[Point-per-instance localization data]
☆ ☆ ☆ ☆ ☆ ☆ ☆

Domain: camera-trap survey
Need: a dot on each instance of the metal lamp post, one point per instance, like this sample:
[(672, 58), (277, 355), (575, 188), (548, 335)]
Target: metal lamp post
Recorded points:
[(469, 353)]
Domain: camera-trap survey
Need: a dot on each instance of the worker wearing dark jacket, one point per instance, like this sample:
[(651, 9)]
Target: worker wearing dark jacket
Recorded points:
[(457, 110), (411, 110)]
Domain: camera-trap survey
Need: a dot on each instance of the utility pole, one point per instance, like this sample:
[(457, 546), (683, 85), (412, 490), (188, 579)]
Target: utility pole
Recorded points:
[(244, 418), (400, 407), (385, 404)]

☆ ☆ ☆ ☆ ☆ ☆ ☆

# [Problem description]
Wherever the string "Target" is found in the entries, copy the line it sits in.

# [Your solution]
Target: metal lamp post
Target: worker wearing dark jacket
Target: utility pole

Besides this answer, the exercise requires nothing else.